_Your goal_:
Render every one of the rows below as a JSON list of strings, with one string per line and blank lines omitted.

[Entries taken from a collection]

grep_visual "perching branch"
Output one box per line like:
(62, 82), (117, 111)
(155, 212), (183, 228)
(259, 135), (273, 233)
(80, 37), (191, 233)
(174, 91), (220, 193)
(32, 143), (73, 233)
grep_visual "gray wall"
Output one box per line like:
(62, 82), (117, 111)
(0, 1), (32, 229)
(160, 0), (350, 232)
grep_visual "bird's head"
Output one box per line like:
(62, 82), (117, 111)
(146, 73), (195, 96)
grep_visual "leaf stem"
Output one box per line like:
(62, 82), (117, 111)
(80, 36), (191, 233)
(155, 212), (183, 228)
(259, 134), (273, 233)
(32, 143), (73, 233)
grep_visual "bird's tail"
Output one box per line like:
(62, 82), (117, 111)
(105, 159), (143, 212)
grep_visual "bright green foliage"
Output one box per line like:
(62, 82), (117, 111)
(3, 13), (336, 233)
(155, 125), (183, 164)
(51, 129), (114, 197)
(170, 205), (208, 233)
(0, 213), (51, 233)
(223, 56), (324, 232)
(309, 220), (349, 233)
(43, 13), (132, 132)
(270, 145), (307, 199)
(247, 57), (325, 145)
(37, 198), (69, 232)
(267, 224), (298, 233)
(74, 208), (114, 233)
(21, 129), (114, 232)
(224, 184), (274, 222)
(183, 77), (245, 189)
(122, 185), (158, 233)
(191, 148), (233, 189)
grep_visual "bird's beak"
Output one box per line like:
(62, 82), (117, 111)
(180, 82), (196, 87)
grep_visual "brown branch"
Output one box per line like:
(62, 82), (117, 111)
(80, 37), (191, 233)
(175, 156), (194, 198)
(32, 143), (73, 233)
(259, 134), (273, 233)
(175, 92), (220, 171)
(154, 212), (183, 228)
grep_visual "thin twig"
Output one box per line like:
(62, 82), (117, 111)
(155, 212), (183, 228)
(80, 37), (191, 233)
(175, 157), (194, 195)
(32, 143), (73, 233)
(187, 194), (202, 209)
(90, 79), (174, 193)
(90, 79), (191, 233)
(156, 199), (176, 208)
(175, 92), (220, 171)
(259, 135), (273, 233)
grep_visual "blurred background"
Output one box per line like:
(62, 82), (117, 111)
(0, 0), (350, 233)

_Answer for the task_:
[
  "grep_visual \"perching branch\"",
  "Output one box per line like:",
  "(62, 82), (117, 111)",
  "(155, 212), (183, 228)",
  "(259, 135), (273, 233)",
  "(80, 37), (191, 233)",
  "(174, 91), (220, 193)",
  "(32, 143), (73, 233)",
  "grep_visual \"gray wall\"",
  "Output one box per line like:",
  "(62, 82), (117, 111)",
  "(0, 1), (32, 229)",
  "(160, 0), (350, 232)",
  "grep_visual \"bird's head\"",
  "Output one box per line like:",
  "(62, 82), (117, 111)",
  "(146, 73), (195, 96)",
  "grep_visual \"leaf stem\"",
  "Output one box per line like:",
  "(62, 82), (117, 111)",
  "(80, 36), (191, 233)",
  "(155, 212), (183, 228)",
  "(259, 134), (273, 233)",
  "(32, 143), (73, 233)",
  "grep_visual \"bird's tail\"",
  "Output one box per line like:",
  "(62, 82), (117, 111)",
  "(105, 159), (143, 212)",
  "grep_visual \"bright green foliage\"",
  "Output one box per line like:",
  "(62, 82), (117, 111)",
  "(3, 13), (336, 233)",
  "(155, 125), (183, 164)",
  "(51, 129), (114, 197)",
  "(170, 205), (208, 233)",
  "(0, 213), (51, 233)",
  "(223, 56), (324, 232)",
  "(309, 220), (349, 233)",
  "(43, 13), (132, 132)",
  "(270, 145), (307, 199)",
  "(247, 57), (325, 145)",
  "(37, 198), (69, 232)",
  "(267, 224), (298, 233)",
  "(74, 208), (114, 233)",
  "(21, 129), (114, 232)",
  "(224, 184), (274, 222)",
  "(183, 77), (245, 189)",
  "(122, 185), (158, 233)",
  "(191, 148), (233, 189)",
  "grep_visual \"bird's beak\"",
  "Output one box per line like:",
  "(62, 82), (117, 111)",
  "(180, 82), (196, 87)",
  "grep_visual \"brown branch\"",
  "Output one box per line like:",
  "(62, 82), (117, 111)",
  "(80, 37), (191, 233)",
  "(175, 156), (194, 198)",
  "(32, 143), (73, 233)",
  "(259, 134), (273, 233)",
  "(175, 92), (220, 171)",
  "(154, 212), (183, 228)",
  "grep_visual \"thin twig\"",
  "Output one box per line like:",
  "(62, 82), (117, 111)",
  "(155, 212), (183, 228)",
  "(80, 37), (191, 233)",
  "(175, 157), (194, 195)",
  "(32, 143), (73, 233)",
  "(187, 194), (202, 209)",
  "(90, 79), (174, 193)",
  "(90, 79), (191, 233)",
  "(156, 199), (176, 208)",
  "(175, 92), (220, 171)",
  "(259, 135), (273, 233)",
  "grep_visual \"blurred background\"",
  "Output one box per line like:",
  "(62, 82), (117, 111)",
  "(0, 0), (350, 233)"
]